INPUT MATERIAL:
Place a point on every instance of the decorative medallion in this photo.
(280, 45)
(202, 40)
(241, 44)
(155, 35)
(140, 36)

TO DO:
Could you repeat every record above exactly as it stands?

FINISHED EXERCISE:
Place a point on every instance of the decorative medallion in this photo.
(280, 45)
(202, 40)
(241, 44)
(155, 35)
(140, 36)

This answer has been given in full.